- **WORK TO DO**
Copy everything from the line containing "Where can you spot the dirt" down to the line containing "Query: shrub", substituting "Mark" for each "Point out" and changing nothing else.

[Pointing and labeling entries]
begin
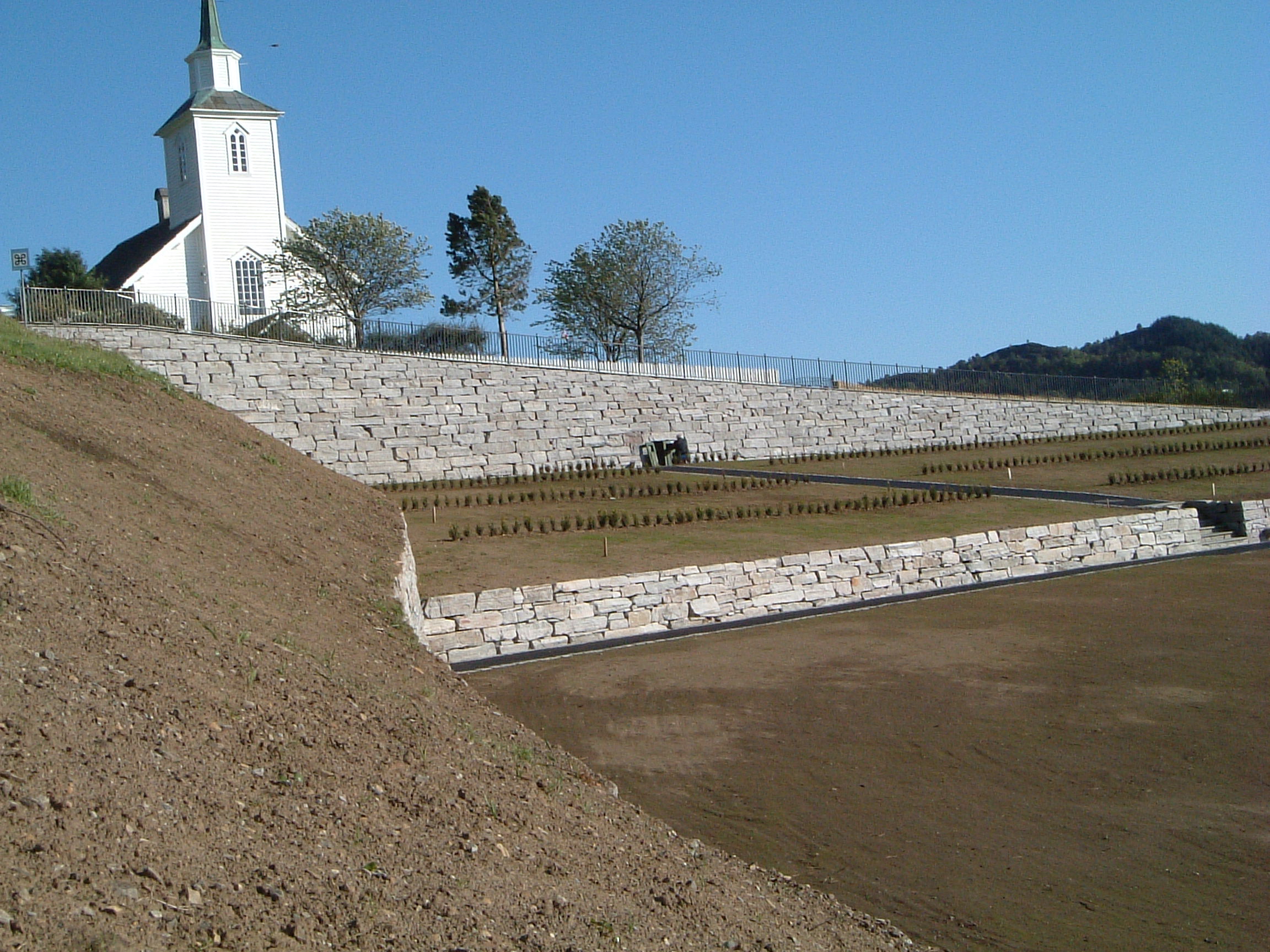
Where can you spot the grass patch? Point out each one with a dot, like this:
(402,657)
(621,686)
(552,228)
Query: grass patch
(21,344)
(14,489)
end
begin
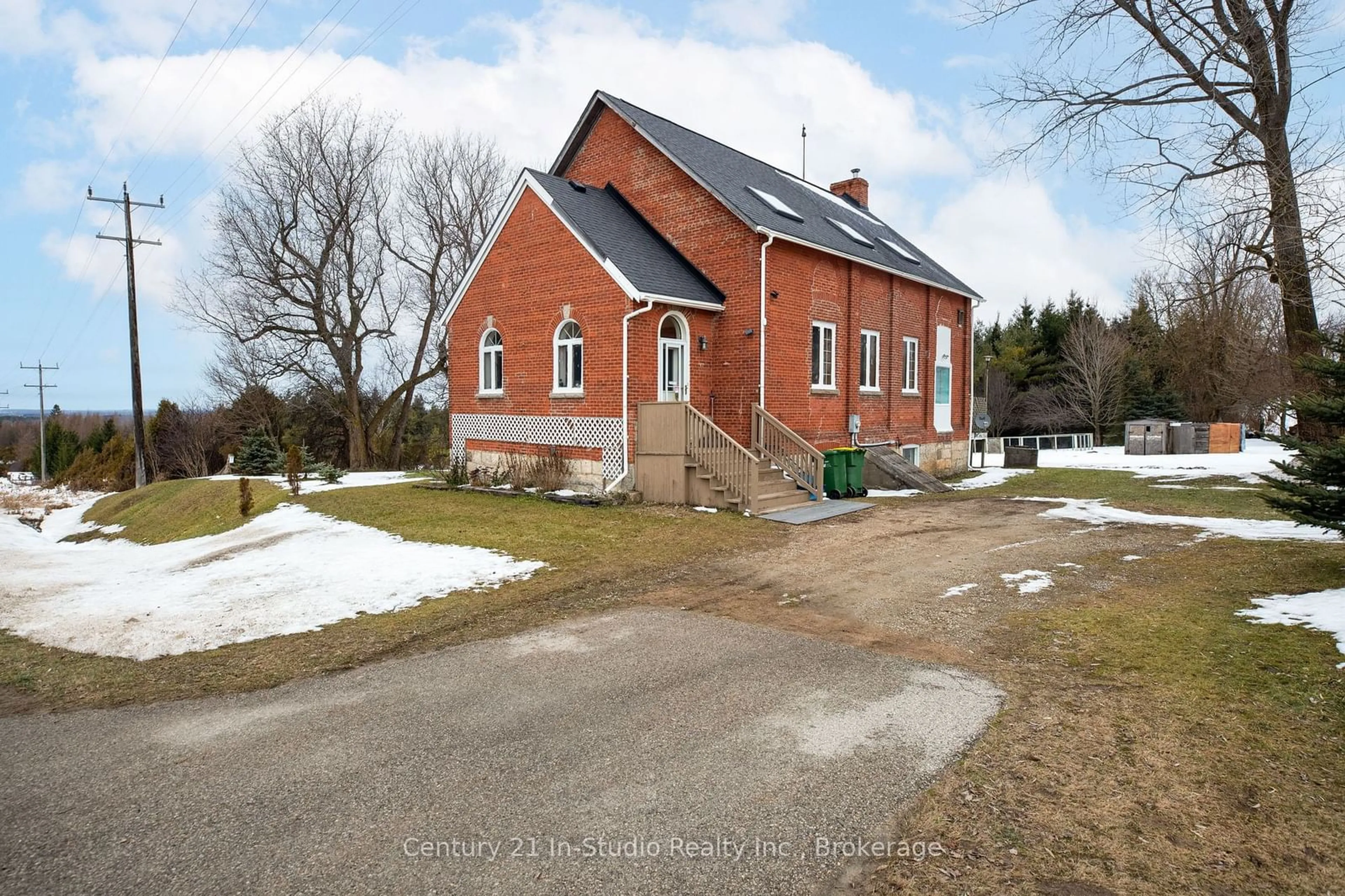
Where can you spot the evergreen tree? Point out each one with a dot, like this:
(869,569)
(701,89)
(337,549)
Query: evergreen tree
end
begin
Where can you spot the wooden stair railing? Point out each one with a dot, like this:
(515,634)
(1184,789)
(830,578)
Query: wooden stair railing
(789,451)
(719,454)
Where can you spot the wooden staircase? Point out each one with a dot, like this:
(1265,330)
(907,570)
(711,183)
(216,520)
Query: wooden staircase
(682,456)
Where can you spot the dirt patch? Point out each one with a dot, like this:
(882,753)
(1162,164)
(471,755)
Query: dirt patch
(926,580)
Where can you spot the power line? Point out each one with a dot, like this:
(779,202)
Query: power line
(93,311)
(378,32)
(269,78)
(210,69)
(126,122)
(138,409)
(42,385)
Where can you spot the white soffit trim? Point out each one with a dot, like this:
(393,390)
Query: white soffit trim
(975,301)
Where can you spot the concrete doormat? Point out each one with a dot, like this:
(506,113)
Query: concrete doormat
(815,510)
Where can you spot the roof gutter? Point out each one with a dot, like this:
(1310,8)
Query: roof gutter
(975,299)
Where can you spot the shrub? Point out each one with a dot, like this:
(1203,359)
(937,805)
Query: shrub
end
- **SOLUTION**
Where can you spot the dirt patch? Mark each one with a dot, like this:
(882,753)
(1162,164)
(471,755)
Query: dirt patch
(926,580)
Where can you spot the power line? Mark each one with a dot, like this:
(779,202)
Query: power line
(93,311)
(378,32)
(269,78)
(210,69)
(126,122)
(138,409)
(42,385)
Where can you spot the white soffit trim? Mark each one with a dot, like this:
(393,390)
Query: white soffit trim
(975,301)
Where can you spot the concrete doormat? Mark each one with a dot, like this:
(506,113)
Query: concrete doormat
(815,510)
Where can you spot the roof gutter? Mark each one with a dot, like this:
(1310,8)
Query: roof gutter
(975,299)
Where can you spot the shrub? Mark each one with a dot, like this:
(1203,359)
(937,805)
Query: shrub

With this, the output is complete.